___ Extracted text ___

If a broken link appears, it is detected and a correction request is created. If an image is missing an alt attribute, it is listed. Missing meta information also becomes part of the monthly check.
As a result, we can now continuously check the necessary preconditions for aiming for AI citations.
Of course, this operation alone does not guarantee that AI will cite our content.
But at the very least, it has become easier to build a foundation that prevents us from leaving the site in a state where AI has difficulty reading it.
There are areas this operation can and cannot cover.
What MONJI+’s anomaly detection feature can detect is mainly issues that can be judged mechanically.
For example, broken links, whether images load successfully, whether tags exist, and whether meta information is missing are items that can be detected automatically.
On the other hand, qualitative judgments still require human eyes and hands. These include whether the article content itself is worthy of being cited by AI, or whether structured data markup is appropriate.
In addition, analyzing AI crawler access behavior in detail or measuring how often AI actually cites the content requires separate efforts, such as access log analysis and AI citation log measurement.
What we are currently working on is preparing the “preconditions” for AI citations on the website side. It is important to understand that this does not directly change AI-side behavior.
To be cited by generative AI, multiple layers need to be in place, including robots.txt settings, content quality, site structure, the absence of broken links, and the condition of images and tags.
That is why it is important to create a system that can continuously run detection, response, and knowledge accumulation.
To publish content aimed at AI citations, it is necessary to maintain not only the quality of the article itself, but also the condition of the website where the article is hosted.
MONJI+ is a website operations support platform created to make it easier for teams to continue that kind of operational work in the field.
MONJI+ brings together the “people” involved in website operations into one “team” and helps solve issues across every phase of website operations.
We are not trying to develop a “completed product” from the beginning.
The real issues we need to face exist in the field of website operations. That is why we have continued to listen to the real voices of people working there.

___ Supplied records ___

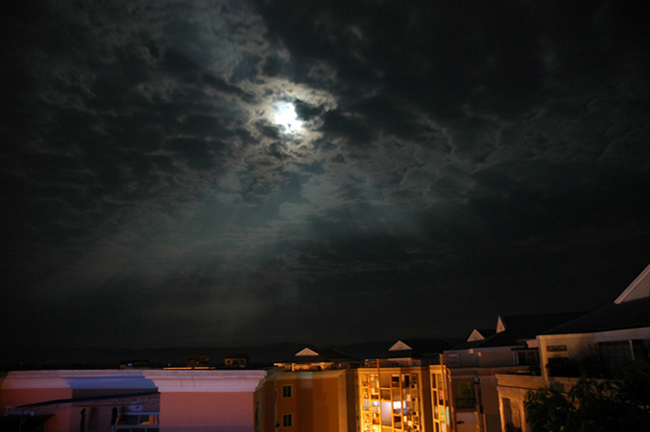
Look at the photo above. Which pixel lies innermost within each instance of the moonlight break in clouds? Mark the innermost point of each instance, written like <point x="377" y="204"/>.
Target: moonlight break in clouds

___
___ Supplied records ___

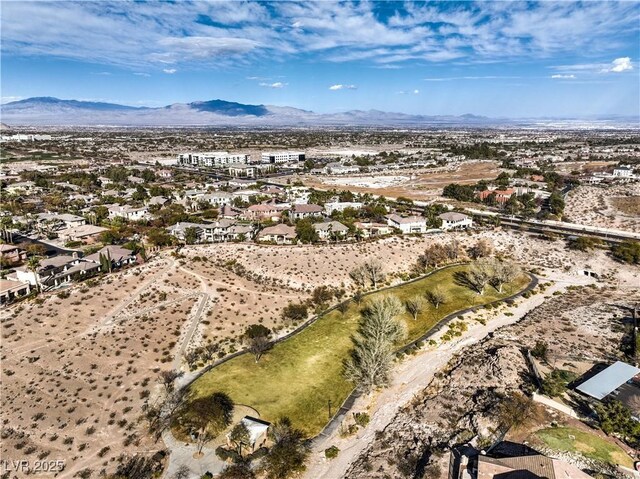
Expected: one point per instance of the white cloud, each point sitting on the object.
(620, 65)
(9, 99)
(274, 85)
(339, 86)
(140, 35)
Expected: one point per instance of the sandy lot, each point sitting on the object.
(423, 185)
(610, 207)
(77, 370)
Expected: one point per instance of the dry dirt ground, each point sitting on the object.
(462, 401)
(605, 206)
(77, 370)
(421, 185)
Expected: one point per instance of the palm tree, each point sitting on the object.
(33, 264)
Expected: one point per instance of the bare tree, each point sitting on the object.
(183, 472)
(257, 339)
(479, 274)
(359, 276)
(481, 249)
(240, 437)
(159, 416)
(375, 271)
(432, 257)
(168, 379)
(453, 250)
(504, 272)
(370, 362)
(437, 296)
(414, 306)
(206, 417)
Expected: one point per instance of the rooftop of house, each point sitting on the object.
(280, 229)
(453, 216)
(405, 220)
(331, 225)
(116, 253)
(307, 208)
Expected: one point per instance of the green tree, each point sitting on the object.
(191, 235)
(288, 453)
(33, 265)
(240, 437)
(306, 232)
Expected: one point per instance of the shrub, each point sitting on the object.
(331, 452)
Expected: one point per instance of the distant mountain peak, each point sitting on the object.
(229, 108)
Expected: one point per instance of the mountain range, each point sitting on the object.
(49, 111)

___

* _Problems to solve_
A: In the website-operations text, why is it important to build a system that keeps running detection, response, and knowledge accumulation? Answer in one to three sentences.
B: Answer these questions from the website-operations text:
(i) What happens when a broken link appears?
(ii) What two efforts does the text name as needed for analyzing AI crawler access behavior in detail or measuring how often AI actually cites the content?
(iii) What does MONJI+ bring together into one "team"?
C: Carry on the website-operations text from the point where it stops.

* _List of answers_
A: Being cited by generative AI depends on many layers being in place at once, including robots.txt settings, content quality, site structure, the absence of broken links, and the condition of images and tags. Because so many of these layers must hold, a system that runs detection, response, and knowledge accumulation continuously is important.

B:
(i) It is detected, and a correction request is created.
(ii) Access log analysis and AI citation log measurement.
(iii) The "people" involved in website operations.

C:
By listening to each voice, resolving small points of friction through repeated updates, and developing new features from actual field challenges, MONJI+ has grown into a platform supported by users in 77 countries around the world.
▼ Learn more about MONJI+ here
https://monji.tech/ja/plus/
A world where people working in website operations can proudly say, “I love this work.”
▼ We look forward to hearing your voice to help make that world a reality
https://monji.tech/ja/plus/co-creation/
As generative AI crawlers visit websites more frequently, the assumptions behind website operations are gradually changing.
To create articles that can be cited by AI, it is not enough to improve only the content and structure of the writing. If site-side issues such as broken links, missing image alt attributes, missing meta information, or outdated robots.txt settings remain, AI may have difficulty recognizing the site correctly.
We incorporated MONJI+’s “Website Anomaly Detection & Improvement” feature into our maintenance workflow and began regularly checking the condition of key pages.
Detected results are connected to correction requests, the affected scope is checked with Google Analytics, and recurrence-prevention checklist items are stored in the Wiki.
By running this monthly cycle, we are now able to continuously maintain not only individual articles after publication, but also the quality of the entire website where those articles are hosted.
When publishing content aimed at AI citations, “whether the article remains readable by AI” is just as important as “what the article says.”
As a production company, we will continue improving the foundation of our content publishing by looking not only at each article, but also at the operational quality of the entire website.